* [Work to complete]
Show every line in the listing below that contains the word "brown", copying each line unchanged.

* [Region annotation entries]
-------
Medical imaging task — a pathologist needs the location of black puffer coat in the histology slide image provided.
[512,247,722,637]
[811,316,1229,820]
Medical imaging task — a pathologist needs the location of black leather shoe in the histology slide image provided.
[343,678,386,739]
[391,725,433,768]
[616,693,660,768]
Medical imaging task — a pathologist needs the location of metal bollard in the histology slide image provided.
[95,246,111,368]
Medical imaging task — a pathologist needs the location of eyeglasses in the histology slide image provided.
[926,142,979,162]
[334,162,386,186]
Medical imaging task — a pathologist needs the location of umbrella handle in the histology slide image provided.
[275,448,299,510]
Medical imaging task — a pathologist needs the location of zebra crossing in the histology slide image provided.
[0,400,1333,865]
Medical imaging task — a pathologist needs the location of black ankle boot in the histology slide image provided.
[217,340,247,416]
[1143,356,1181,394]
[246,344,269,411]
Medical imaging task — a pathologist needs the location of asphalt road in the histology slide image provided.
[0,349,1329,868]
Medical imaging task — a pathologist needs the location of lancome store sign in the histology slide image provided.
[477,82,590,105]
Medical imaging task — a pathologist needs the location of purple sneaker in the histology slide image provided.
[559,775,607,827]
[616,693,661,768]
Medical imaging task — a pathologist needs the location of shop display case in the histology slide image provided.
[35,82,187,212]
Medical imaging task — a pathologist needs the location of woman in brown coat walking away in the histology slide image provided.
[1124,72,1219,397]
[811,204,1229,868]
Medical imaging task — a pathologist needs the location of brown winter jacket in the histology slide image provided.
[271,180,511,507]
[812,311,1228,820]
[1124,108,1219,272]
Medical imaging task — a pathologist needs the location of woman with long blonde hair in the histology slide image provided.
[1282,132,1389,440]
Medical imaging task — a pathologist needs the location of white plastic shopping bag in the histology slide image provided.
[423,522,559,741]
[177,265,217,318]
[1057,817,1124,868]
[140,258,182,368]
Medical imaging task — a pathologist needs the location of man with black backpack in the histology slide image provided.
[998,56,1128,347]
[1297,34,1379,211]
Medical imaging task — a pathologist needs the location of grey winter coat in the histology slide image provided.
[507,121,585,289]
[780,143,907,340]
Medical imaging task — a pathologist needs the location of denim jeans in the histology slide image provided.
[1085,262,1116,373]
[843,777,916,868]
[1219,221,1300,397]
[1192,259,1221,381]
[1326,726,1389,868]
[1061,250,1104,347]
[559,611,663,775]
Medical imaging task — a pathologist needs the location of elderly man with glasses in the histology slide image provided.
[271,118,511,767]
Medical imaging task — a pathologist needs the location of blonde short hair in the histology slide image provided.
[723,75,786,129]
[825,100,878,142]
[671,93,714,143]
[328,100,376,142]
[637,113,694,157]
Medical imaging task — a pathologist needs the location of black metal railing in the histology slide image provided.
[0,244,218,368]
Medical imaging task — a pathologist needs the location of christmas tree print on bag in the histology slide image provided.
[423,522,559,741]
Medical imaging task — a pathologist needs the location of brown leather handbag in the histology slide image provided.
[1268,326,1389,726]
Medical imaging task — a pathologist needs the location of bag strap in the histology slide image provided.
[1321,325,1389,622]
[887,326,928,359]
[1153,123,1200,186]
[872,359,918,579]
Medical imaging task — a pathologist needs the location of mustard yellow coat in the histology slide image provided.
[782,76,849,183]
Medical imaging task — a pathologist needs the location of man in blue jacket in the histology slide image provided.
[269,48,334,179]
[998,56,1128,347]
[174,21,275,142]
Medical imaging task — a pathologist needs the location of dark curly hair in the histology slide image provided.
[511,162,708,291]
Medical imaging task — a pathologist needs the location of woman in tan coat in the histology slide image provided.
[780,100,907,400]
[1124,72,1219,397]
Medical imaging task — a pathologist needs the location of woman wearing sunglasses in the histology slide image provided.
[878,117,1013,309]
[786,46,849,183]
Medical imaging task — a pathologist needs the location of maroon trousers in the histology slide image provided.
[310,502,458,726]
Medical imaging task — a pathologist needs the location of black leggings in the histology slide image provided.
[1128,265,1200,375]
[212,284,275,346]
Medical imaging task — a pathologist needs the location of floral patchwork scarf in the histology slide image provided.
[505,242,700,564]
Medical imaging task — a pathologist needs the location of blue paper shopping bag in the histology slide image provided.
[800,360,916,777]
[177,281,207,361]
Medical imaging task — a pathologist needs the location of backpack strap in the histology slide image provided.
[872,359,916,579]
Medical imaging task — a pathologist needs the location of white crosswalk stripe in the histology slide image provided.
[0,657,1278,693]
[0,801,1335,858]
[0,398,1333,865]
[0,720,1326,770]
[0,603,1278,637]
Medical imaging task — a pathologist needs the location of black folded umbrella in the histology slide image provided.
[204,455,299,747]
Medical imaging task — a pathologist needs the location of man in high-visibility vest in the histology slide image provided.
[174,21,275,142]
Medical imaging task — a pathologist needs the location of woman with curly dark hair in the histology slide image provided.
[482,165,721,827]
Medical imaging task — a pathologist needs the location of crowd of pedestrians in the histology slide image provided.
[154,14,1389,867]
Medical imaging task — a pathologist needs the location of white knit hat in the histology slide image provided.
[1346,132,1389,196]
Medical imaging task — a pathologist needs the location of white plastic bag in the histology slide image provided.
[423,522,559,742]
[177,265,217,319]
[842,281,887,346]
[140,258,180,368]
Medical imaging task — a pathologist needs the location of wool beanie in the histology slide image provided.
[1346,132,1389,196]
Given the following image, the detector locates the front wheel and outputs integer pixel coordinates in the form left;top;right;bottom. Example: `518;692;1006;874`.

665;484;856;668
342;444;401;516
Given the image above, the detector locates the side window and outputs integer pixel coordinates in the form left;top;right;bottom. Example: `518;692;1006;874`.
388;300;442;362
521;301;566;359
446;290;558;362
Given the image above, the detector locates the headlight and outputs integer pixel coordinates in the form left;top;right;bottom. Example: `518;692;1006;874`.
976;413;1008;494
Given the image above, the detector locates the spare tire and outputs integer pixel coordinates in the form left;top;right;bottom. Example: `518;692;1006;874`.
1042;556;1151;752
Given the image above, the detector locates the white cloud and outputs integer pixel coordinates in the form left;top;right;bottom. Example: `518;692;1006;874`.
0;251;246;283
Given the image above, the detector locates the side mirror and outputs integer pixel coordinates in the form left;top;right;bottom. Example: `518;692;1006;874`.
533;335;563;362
-------
* [Response for this exercise]
Medical imaging task — a pathologist needs the location of woman in brown coat walking away in the histology slide image provided.
Medical imaging task — a pathologist needs the location of brown winter jacket in the histology slide image provided.
Medical imaging task — a pathologist needs the location of brown leather handbag in the histology slide image provided.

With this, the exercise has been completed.